Every line of the material below should be repeated exactly.

== PROVIDED ENTRIES ==

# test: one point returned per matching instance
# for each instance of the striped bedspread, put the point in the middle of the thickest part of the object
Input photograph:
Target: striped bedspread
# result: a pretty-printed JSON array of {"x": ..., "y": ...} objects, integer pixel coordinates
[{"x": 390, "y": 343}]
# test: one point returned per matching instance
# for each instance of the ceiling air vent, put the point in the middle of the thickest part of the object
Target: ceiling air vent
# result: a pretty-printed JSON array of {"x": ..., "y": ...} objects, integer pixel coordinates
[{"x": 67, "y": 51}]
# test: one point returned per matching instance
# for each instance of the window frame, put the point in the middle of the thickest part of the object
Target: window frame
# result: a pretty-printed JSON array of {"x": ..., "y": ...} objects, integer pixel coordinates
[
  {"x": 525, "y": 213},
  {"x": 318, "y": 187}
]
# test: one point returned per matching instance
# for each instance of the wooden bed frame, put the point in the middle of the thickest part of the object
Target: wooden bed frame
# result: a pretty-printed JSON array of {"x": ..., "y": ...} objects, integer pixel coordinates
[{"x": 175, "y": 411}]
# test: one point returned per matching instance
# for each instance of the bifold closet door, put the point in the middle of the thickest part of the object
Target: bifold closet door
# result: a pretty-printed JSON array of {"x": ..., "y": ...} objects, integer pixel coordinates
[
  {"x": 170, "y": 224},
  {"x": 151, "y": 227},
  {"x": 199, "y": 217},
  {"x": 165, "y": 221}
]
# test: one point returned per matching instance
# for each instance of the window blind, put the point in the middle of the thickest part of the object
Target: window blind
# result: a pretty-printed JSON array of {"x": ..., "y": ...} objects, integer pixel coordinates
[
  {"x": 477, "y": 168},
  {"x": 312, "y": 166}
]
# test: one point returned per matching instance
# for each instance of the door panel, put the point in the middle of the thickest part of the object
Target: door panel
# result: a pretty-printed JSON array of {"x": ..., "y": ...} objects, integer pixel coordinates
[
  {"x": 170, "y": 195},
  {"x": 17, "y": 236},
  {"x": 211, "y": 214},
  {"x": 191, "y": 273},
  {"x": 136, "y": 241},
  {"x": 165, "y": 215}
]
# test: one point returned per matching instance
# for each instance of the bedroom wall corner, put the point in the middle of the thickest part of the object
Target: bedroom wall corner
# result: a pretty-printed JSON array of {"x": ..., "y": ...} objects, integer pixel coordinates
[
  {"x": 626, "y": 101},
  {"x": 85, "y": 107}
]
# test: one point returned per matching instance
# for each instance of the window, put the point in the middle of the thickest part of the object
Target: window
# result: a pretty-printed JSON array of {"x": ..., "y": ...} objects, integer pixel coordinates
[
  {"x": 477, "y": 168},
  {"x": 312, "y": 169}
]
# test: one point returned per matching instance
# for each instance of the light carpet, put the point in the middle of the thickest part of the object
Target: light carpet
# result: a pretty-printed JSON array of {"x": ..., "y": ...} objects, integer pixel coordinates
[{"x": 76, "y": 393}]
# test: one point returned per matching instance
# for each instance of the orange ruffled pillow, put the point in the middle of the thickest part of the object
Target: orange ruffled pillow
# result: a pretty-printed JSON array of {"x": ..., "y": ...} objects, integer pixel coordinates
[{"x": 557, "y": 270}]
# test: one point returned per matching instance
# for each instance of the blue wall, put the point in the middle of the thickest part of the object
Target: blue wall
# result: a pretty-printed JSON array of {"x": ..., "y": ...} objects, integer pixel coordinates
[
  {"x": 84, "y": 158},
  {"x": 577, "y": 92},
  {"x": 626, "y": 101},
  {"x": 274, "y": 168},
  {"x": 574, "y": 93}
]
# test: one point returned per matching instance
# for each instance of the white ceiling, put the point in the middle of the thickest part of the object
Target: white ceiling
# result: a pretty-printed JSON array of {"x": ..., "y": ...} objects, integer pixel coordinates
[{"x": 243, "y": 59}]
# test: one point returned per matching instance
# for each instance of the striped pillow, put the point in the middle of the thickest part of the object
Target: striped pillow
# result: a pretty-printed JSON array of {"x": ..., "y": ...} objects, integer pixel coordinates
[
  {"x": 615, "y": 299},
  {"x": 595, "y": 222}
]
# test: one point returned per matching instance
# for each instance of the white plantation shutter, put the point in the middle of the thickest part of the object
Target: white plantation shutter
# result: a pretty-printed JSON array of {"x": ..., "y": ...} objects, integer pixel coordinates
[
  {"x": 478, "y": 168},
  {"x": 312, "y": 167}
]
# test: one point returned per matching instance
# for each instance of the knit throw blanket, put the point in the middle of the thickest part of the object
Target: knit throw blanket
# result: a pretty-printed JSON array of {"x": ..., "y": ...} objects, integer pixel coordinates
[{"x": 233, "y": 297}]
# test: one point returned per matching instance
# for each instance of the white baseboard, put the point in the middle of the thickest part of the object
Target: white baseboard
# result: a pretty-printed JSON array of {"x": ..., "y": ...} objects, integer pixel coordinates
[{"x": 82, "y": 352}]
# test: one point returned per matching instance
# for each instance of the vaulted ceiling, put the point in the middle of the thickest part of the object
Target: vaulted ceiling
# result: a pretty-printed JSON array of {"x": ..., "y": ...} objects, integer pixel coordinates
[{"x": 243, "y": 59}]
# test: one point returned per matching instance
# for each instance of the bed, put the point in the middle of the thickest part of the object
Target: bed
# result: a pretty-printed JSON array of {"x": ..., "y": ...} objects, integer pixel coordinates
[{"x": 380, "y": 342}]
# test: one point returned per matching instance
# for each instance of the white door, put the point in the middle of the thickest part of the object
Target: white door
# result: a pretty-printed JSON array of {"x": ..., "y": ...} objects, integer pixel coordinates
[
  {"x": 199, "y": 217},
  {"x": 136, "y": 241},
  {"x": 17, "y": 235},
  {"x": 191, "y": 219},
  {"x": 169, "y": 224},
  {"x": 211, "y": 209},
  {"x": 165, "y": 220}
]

===

FULL OUTPUT |
# test: one point returned per matching instance
# for each instance of the striped bedspread, put the point in the middle of the thickest part of the object
Input photograph:
Target: striped bedspread
# result: a pretty-printed JSON array of {"x": ..., "y": ...} objects, integer pixel coordinates
[{"x": 390, "y": 343}]
# test: one point returned per matching instance
# for each instance of the ceiling air vent, put the point in the middle of the thickest part of the object
Target: ceiling air vent
# result: a pretty-printed JSON array of {"x": ..., "y": ...} objects, integer pixel coordinates
[{"x": 67, "y": 51}]
# test: one point returned per matching instance
# for each instance of the window frame, put the point in the middle of the thickest part of the object
Target: window frame
# result: a pretty-printed JSON array of {"x": ..., "y": ...} objects, integer pixel coordinates
[
  {"x": 525, "y": 213},
  {"x": 318, "y": 187}
]
# test: one point returned per matching instance
# for each instance of the wooden bed frame, put the point in the middle of the thickest part of the object
Target: wooden bed frame
# result: a pretty-printed JSON array of {"x": ..., "y": ...} objects, integer pixel coordinates
[{"x": 175, "y": 411}]
# test: one point returned per matching instance
# for each instance of the bifold closet door, put the point in the middle of the thickest part of the object
Target: bifold closet door
# result: a pretty-printed JSON array of {"x": ..., "y": ...} objects, integer pixel coordinates
[
  {"x": 170, "y": 224},
  {"x": 151, "y": 227},
  {"x": 199, "y": 217},
  {"x": 165, "y": 221}
]
# test: one point returned per matching instance
# for each instance of the window blind, put the point in the middle of the thickest part of the object
Target: window blind
# result: a pretty-printed JSON array of {"x": ..., "y": ...} objects, integer pixel coordinates
[
  {"x": 477, "y": 168},
  {"x": 312, "y": 166}
]
# test: one point returned per matching instance
# for each instance of the door panel, put the point in the middle of the thickest part of the object
Target: door panel
# result: a pretty-printed JSON array of {"x": ..., "y": ...} objects, integer pixel coordinates
[
  {"x": 170, "y": 195},
  {"x": 17, "y": 236},
  {"x": 211, "y": 214},
  {"x": 191, "y": 273},
  {"x": 136, "y": 241},
  {"x": 165, "y": 215}
]
# test: one point returned per matching instance
# for each instance of the bedroom wall corner, put the point in the middle of the thickest part of the object
Target: bedroom wall corner
# result: a pretty-printed JSON array of {"x": ..., "y": ...} objects, integer pixel coordinates
[
  {"x": 626, "y": 101},
  {"x": 85, "y": 107}
]
# test: one point returned per matching instance
# for each instance of the window, put the point in the middle of the thickest part of the object
Target: window
# result: a pretty-printed JSON array of {"x": ..., "y": ...} objects, integer pixel coordinates
[
  {"x": 477, "y": 168},
  {"x": 312, "y": 169}
]
# test: one point returned per matching instance
# for each instance of the light carpet, put the point in the middle of the thickest part of the object
Target: light carpet
# result: a pretty-printed JSON array of {"x": ..., "y": ...} objects, integer pixel coordinates
[{"x": 76, "y": 393}]
# test: one point returned per matching instance
# for each instance of the orange ruffled pillow, put the point in the middle of the thickest part of the object
Target: orange ruffled pillow
# result: a pretty-printed JSON array of {"x": ..., "y": ...} objects, integer pixel coordinates
[{"x": 557, "y": 270}]
# test: one point returned per matching instance
# for each instance of the blue wall, put the point in the middle of the thickest part of the object
Target: blue wall
# result: a pretty-printed JSON array of {"x": ..., "y": ...} objects, integer pixel coordinates
[
  {"x": 84, "y": 158},
  {"x": 577, "y": 92},
  {"x": 626, "y": 101},
  {"x": 274, "y": 168},
  {"x": 574, "y": 93}
]
# test: one point returned per matching instance
# for each instance of the white ceiling, put the point in the middle of the thickest part of the object
Target: white ceiling
# result: a pretty-printed JSON array of {"x": ..., "y": ...} objects, integer pixel coordinates
[{"x": 243, "y": 59}]
# test: one point returned per matching instance
# for each instance of the striped pillow, put the point in the middle of the thickest part of the object
Target: striped pillow
# result: a pretty-printed JSON array of {"x": ..., "y": ...} objects, integer pixel coordinates
[
  {"x": 615, "y": 299},
  {"x": 595, "y": 222}
]
# test: one point returned per matching instance
# for each instance of the white plantation shutter, put the point in the middle of the thickest part of the object
Target: white plantation shutter
# result: a pretty-printed JSON array of {"x": ..., "y": ...} objects, integer pixel coordinates
[
  {"x": 478, "y": 168},
  {"x": 312, "y": 167}
]
# test: one point returned per matching instance
# for each instance of the knit throw blanket, put the point in the middle of the thickest part of the object
Target: knit throw blanket
# result: a pretty-printed JSON array of {"x": ..., "y": ...} objects, integer pixel coordinates
[{"x": 233, "y": 297}]
# test: one point returned per matching instance
# for each instance of the white baseboard, put the point in the middle of the thickest part of the object
Target: white baseboard
# result: a pretty-printed JSON array of {"x": ..., "y": ...} objects, integer pixel coordinates
[{"x": 82, "y": 352}]
# test: one point returned per matching instance
# for each instance of the vaulted ceiling, put the point in the middle of the thickest part of the object
Target: vaulted ceiling
# result: a pretty-printed JSON array of {"x": ..., "y": ...} objects, integer pixel coordinates
[{"x": 243, "y": 59}]
# test: one point returned per matching instance
# for each instance of the bed, put the point in the middle of the thickest part of the object
Target: bed
# result: a pretty-printed JSON array of {"x": ..., "y": ...} objects, integer pixel coordinates
[{"x": 380, "y": 342}]
# test: one point returned per matching instance
# for each instance of the white door, put the point in the middle of the thickest part of the object
Target: white door
# result: a pretty-printed JSON array of {"x": ..., "y": ...} objects, integer pixel coordinates
[
  {"x": 199, "y": 217},
  {"x": 136, "y": 241},
  {"x": 17, "y": 235},
  {"x": 191, "y": 219},
  {"x": 169, "y": 224},
  {"x": 211, "y": 209},
  {"x": 165, "y": 220}
]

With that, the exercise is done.